By: Dr. Cate McCarty

When shopping for memory care not all activities are the same.  The term activities is a general category that has been used in nursing homes and assisted livings to describe leisure opportunities for the resident.  In assisted living these activities are generic, catering to the largest group of resident interests.  In memory care, activities should be dementia-focused, preference-driven and memory engaging. 

Why does it matter?  Research continues to support that quality memory engagement diminishes negative behaviors and supports maintenance of the individual’s cognitive status.  This is one reason that memory care is the best care for individuals with memory impairment. 

What is a dementia-focused activity?  It is an activity that have been adapted to work with cognitive changes.  This requires dementia-trained staff who know and apply specific care adaptations designed for all stages of Alzheimer’s and related dementias.  The dementia-focused calendar will be rich with short and varied activities to match both the attention span of the residents’ cognitive stage, and to create a rhythm compatible with dementia. 

Preference-driven activities would take into account the residents’ personal preferences and lifelong hobbies. This would be obvious to a shopper by the diversity of opportunities that span a day.  The residents’ personal rhythm would be apparent by the range of hours activities are offered.

Arden Courts offers dementia-focused, preference-driven engagement.  At Arden Courts the program reflects the preferences of the community residents, the adaptation to their cognition, and an optimized daily rhythm. Engagement Therapy Treatment™ is an Arden Courts’ program focused on optimizing cognitive strength while matching personal preference in a small directed group setting.  Arden Courts’ Namaste program captures the sensory memory of individuals who are in later stages of dementia in a focused regularly scheduled group.  

Regardless of age, individuals with memory loss have the need for adapted programming that takes into account their interests, their attention span, and their comfort with small or large groups, and their cognitive strengths.  Families witness their loved ones engaging in both large and small groups, walking peacefully in the specially designed outdoors, and enjoying a quality of life they never knew imagined.

For a more extensive list of memory care features to compare while shopping, contact a Arden Courts near you.

 

By-line:  Cate McCarty, PhD, ADC has been collaborating with Arden Courts in a variety of roles since the late 90’s.  Her background in nursing, activities and admissions has given her a passionate commitment to quality of life for the individual and family with dementia.

References

Kverno, K. S., Black, B. S., Nolan, M. T., & Rabins, P. V. (2009).  Research on treating neuropsychiatric symptoms of advanced dementia with non-pharmacological strategies, 1996-2008; A systematic literature review, International Psychogeriatrics, 21(5):  825-843.

Livingston, G., Kelly, L., Lewis-Holmes, E., Baio, G., Morris, S., et al. (2014). Psychosocial interventions for reducing antipsychotic medication in care home residents, Health Technology Assessment, 18(30):1-226.

Richter, T., Meyer, G., Mohler, R., & Kopke, S. (2012).  A systematic review of the clinical effectiveness and cost-effectiveness of sensory, psychological and behavioral interventions for managing agitation in older adults with dementia, Cochrane Database Systematic Review, 12:12.

_Record extracts_.

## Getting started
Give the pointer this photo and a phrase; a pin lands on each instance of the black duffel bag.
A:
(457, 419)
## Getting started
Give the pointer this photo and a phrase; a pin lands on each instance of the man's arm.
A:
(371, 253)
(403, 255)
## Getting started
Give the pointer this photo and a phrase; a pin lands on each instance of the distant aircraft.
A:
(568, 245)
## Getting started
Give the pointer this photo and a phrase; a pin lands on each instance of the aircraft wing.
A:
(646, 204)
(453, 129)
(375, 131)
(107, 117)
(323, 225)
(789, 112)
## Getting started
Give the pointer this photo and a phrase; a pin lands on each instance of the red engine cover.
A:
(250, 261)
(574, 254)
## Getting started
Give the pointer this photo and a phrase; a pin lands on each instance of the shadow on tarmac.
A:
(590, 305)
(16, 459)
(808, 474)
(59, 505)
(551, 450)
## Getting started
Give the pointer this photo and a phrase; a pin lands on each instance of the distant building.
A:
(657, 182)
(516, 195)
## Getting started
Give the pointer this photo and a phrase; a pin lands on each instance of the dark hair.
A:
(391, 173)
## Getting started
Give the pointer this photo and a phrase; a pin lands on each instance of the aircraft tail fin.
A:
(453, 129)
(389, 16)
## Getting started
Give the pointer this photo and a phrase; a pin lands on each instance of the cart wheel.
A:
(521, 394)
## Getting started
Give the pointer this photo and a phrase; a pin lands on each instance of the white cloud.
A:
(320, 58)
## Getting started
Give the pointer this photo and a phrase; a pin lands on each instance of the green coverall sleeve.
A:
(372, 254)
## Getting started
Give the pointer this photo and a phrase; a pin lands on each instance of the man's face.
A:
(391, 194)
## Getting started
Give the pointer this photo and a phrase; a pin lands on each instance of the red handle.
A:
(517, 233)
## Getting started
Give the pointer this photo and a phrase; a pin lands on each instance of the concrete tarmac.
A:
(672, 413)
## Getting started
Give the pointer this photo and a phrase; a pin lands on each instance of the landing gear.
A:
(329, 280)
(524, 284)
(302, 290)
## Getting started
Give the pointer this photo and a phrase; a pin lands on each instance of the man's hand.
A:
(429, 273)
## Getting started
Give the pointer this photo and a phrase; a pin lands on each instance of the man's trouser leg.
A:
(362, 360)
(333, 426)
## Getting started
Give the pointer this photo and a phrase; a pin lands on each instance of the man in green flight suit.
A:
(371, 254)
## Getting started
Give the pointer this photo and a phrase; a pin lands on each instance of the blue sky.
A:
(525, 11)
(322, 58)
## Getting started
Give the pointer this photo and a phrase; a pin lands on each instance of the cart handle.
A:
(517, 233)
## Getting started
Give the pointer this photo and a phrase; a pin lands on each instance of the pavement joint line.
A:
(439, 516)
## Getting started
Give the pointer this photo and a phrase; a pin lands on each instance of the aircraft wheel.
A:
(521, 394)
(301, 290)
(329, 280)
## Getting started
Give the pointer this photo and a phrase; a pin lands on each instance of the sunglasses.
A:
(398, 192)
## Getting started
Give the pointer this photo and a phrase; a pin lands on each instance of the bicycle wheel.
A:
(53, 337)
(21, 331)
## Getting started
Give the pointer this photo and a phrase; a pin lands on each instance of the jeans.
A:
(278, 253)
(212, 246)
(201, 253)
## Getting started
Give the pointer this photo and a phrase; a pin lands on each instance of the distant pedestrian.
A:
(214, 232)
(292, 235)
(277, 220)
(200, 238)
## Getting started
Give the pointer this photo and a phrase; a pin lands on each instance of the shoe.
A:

_The problem_.
Retype everything in the memory care article above from "When shopping for" down to "and memory engaging.", without changing a word.

_Output of the task_.
When shopping for memory care not all activities are the same.  The term activities is a general category that has been used in nursing homes and assisted livings to describe leisure opportunities for the resident.  In assisted living these activities are generic, catering to the largest group of resident interests.  In memory care, activities should be dementia-focused, preference-driven and memory engaging.